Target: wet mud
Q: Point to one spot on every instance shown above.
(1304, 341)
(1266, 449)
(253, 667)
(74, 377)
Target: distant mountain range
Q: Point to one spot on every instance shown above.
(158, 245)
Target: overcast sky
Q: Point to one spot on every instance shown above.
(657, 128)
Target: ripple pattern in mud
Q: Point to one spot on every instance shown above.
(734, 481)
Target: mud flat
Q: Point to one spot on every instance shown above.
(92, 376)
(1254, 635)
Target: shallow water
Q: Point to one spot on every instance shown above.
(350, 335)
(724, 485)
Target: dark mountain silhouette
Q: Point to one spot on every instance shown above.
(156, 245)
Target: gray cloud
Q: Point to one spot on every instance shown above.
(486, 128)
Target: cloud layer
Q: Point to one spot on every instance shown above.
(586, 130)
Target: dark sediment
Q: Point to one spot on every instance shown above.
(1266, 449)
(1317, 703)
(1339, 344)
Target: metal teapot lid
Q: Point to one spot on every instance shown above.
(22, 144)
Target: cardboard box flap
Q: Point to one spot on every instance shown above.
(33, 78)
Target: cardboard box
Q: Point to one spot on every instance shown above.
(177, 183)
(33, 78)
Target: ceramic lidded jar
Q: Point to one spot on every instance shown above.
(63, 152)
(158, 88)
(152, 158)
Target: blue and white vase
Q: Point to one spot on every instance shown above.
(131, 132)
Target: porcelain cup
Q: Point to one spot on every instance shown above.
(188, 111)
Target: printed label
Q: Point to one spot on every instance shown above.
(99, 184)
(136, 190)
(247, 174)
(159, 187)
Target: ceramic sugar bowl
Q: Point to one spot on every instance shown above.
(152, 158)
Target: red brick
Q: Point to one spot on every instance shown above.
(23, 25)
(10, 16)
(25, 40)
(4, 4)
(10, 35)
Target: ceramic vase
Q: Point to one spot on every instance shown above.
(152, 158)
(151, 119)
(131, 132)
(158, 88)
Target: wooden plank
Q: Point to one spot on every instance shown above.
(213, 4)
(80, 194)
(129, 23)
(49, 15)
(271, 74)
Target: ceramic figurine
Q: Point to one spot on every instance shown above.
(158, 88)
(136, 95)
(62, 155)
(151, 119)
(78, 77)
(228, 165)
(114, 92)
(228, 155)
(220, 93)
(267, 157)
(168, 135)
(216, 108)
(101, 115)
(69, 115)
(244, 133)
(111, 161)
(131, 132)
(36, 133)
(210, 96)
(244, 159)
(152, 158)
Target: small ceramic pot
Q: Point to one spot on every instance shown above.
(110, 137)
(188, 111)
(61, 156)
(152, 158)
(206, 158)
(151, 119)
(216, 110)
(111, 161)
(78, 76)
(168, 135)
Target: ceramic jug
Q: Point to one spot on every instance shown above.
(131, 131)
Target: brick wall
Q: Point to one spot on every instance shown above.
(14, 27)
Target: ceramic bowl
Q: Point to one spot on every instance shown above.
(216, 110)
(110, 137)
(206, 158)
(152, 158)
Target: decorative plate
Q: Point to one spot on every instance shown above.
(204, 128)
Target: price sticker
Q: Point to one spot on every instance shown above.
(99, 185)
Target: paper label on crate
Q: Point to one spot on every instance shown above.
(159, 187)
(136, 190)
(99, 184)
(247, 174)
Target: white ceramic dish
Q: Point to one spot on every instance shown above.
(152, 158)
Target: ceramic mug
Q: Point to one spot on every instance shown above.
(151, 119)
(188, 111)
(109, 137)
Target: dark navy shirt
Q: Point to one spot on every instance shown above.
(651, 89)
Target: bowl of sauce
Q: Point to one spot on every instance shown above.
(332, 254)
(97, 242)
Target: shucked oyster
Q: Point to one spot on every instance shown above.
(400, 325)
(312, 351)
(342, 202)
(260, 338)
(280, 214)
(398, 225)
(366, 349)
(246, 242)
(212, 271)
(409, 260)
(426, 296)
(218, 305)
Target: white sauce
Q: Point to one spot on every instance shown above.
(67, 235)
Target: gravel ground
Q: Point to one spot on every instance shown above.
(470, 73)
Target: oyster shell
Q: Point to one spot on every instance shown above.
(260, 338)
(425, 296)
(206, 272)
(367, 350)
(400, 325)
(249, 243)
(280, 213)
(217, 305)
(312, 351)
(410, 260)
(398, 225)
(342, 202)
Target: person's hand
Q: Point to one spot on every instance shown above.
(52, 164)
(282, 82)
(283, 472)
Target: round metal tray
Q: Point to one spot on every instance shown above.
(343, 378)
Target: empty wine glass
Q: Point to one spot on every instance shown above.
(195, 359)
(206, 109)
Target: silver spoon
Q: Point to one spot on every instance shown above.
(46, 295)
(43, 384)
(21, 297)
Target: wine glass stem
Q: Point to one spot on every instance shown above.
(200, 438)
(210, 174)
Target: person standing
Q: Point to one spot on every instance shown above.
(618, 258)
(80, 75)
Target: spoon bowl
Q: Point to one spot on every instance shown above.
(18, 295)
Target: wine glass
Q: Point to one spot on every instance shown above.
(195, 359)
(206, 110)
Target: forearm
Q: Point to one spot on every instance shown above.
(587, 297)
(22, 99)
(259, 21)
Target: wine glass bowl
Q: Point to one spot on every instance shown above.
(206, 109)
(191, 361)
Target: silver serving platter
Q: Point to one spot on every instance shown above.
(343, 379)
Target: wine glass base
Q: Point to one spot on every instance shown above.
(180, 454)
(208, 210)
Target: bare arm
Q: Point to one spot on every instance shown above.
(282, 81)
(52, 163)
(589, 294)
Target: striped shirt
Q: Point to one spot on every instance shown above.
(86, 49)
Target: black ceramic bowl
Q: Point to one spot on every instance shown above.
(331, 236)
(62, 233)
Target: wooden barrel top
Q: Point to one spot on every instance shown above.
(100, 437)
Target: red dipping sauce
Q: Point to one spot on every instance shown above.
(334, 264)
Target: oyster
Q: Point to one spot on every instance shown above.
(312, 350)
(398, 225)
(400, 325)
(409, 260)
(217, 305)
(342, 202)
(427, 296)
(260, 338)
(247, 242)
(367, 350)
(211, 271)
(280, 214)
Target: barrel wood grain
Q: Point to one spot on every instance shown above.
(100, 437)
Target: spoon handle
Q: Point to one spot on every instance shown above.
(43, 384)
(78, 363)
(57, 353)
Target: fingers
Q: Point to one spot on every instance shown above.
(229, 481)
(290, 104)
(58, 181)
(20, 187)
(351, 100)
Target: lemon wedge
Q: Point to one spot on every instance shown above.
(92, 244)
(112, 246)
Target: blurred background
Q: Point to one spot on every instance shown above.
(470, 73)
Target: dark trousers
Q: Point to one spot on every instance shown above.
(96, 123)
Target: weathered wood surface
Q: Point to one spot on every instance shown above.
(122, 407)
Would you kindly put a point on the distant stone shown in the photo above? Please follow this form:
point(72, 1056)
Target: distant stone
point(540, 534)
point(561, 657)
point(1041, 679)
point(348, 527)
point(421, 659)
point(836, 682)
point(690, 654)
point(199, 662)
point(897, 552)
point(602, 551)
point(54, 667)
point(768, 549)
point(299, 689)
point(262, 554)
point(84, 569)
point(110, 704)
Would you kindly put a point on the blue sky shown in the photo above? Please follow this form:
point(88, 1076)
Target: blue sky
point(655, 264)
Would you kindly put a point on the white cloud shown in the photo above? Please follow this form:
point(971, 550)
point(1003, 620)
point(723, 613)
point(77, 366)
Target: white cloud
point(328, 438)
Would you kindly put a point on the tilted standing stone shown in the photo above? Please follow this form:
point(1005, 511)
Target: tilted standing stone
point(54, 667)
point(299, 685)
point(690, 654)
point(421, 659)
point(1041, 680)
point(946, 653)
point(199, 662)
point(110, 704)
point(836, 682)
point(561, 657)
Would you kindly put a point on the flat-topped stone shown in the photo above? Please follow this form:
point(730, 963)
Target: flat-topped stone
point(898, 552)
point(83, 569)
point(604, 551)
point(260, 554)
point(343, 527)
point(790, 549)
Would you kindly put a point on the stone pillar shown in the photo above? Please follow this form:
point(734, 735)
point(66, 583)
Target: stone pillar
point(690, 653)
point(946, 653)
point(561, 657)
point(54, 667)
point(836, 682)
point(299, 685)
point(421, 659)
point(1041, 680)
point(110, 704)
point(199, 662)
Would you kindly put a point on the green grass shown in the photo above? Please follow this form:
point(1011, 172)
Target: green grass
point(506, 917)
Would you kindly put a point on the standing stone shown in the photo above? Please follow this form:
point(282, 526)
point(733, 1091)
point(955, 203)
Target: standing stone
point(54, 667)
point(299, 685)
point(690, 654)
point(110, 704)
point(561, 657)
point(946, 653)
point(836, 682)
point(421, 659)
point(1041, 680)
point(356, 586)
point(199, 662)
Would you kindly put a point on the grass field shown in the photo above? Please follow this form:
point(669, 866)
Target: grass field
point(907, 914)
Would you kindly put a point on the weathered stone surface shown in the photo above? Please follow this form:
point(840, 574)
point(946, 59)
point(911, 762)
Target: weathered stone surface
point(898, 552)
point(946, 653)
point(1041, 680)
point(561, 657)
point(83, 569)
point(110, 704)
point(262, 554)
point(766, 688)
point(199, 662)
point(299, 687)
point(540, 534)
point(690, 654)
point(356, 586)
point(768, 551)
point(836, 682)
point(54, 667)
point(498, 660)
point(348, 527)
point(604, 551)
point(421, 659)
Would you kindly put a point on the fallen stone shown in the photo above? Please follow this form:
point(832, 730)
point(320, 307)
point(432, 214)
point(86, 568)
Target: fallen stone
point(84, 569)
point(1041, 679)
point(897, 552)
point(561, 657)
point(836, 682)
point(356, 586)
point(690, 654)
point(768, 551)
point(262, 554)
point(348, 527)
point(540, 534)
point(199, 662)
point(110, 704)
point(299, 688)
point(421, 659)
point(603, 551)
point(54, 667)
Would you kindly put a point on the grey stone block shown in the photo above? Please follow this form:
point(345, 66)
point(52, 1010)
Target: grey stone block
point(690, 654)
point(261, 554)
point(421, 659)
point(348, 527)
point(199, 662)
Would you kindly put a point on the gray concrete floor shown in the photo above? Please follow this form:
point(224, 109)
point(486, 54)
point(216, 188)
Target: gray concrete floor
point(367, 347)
------------------------------------------------------------------------
◆ TASK TO COMPLETE ◆
Your answer should be the lines above, from the line containing "point(723, 613)" up to and including the line containing "point(1005, 511)", reproduced exactly and with nothing else.

◆ TASK RESPONSE ◆
point(723, 613)
point(77, 366)
Target: white cloud
point(328, 438)
Would you kindly put a point on the tilted standing stone shown in the photo above? Please follow this form:
point(1005, 511)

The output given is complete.